### TASK INPUTS

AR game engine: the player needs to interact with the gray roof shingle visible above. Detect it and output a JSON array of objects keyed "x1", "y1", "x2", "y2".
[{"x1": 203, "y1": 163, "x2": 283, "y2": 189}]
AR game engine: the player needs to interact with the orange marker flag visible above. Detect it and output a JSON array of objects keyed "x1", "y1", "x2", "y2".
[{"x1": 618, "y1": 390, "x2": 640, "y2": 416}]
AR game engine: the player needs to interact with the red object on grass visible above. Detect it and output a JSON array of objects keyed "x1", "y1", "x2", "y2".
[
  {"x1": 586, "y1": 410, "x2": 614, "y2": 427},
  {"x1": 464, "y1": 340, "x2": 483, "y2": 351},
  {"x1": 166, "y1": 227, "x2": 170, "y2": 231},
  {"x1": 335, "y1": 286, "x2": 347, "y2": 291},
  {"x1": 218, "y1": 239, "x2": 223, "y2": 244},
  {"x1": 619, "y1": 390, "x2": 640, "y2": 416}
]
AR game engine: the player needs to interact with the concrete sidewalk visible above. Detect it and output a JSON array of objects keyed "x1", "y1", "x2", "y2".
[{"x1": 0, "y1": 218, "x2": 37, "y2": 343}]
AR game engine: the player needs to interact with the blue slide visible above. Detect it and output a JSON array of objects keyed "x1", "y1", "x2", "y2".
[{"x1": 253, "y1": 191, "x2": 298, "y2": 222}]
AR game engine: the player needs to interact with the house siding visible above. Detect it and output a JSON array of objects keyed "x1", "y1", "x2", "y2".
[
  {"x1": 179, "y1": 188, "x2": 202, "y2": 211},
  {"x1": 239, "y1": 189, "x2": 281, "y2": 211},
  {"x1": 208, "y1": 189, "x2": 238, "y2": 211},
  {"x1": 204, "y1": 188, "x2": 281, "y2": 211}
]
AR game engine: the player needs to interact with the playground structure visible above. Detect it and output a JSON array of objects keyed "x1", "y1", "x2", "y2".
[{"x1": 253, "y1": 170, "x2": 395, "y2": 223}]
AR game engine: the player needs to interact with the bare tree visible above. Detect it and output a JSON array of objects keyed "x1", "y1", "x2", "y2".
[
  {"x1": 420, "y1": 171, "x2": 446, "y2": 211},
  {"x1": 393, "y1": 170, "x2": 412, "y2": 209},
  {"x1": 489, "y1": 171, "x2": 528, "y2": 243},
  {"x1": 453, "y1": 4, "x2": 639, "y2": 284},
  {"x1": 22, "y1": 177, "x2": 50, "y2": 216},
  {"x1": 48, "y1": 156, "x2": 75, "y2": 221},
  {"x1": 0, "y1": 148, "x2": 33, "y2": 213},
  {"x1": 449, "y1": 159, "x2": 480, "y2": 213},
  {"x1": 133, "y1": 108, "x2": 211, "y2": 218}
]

######

__WHAT YOU HAVE TO DO__.
Once more, print every line of the material exactly.

__TASK OUTPUT__.
AR game engine: the player needs to interact with the gray roof shingle visible above. Detect it and output a JSON array of objects keyed "x1", "y1", "x2", "y2".
[{"x1": 203, "y1": 163, "x2": 283, "y2": 189}]
AR game engine: the player needs to interact with the orange marker flag visible above. Detect it and output a JSON array of objects keyed "x1", "y1", "x2", "y2".
[{"x1": 618, "y1": 390, "x2": 640, "y2": 416}]
AR game engine: the player needs to interact with the red object on grass visible above. Detect it and output a JSON array of objects keyed "x1", "y1", "x2", "y2".
[
  {"x1": 586, "y1": 410, "x2": 614, "y2": 427},
  {"x1": 464, "y1": 340, "x2": 483, "y2": 351},
  {"x1": 166, "y1": 227, "x2": 170, "y2": 231},
  {"x1": 335, "y1": 286, "x2": 347, "y2": 291},
  {"x1": 218, "y1": 239, "x2": 223, "y2": 244},
  {"x1": 619, "y1": 390, "x2": 640, "y2": 416}
]
AR game engine: the player needs to interact with the concrete sidewalk visible above. Detect it and output a JSON array of objects keyed "x1", "y1", "x2", "y2".
[{"x1": 0, "y1": 218, "x2": 37, "y2": 343}]
AR game engine: the player needs to interact with the blue slide visible above. Detect it and output a JSON array of objects keyed "x1", "y1", "x2", "y2".
[{"x1": 253, "y1": 191, "x2": 298, "y2": 222}]
AR game engine: the player needs to interact with the house siding visible above. Detect it and output a JSON array of objects keyed "x1", "y1", "x2", "y2".
[
  {"x1": 179, "y1": 188, "x2": 202, "y2": 211},
  {"x1": 239, "y1": 189, "x2": 281, "y2": 211},
  {"x1": 208, "y1": 189, "x2": 238, "y2": 211},
  {"x1": 204, "y1": 188, "x2": 281, "y2": 211}
]
AR game engine: the player needs to interact with the playground structure visible above. Detect it and output a JSON array of objects keyed "x1", "y1", "x2", "y2".
[{"x1": 253, "y1": 170, "x2": 395, "y2": 223}]
AR game engine: the player needs to interact with the bare tree visible above. Detect it and output a JSON array of objects keyed "x1", "y1", "x2", "y2".
[
  {"x1": 420, "y1": 171, "x2": 446, "y2": 211},
  {"x1": 393, "y1": 170, "x2": 412, "y2": 209},
  {"x1": 489, "y1": 171, "x2": 528, "y2": 243},
  {"x1": 453, "y1": 4, "x2": 639, "y2": 284},
  {"x1": 22, "y1": 177, "x2": 50, "y2": 216},
  {"x1": 48, "y1": 156, "x2": 75, "y2": 221},
  {"x1": 0, "y1": 148, "x2": 33, "y2": 213},
  {"x1": 449, "y1": 159, "x2": 480, "y2": 213},
  {"x1": 133, "y1": 108, "x2": 211, "y2": 218}
]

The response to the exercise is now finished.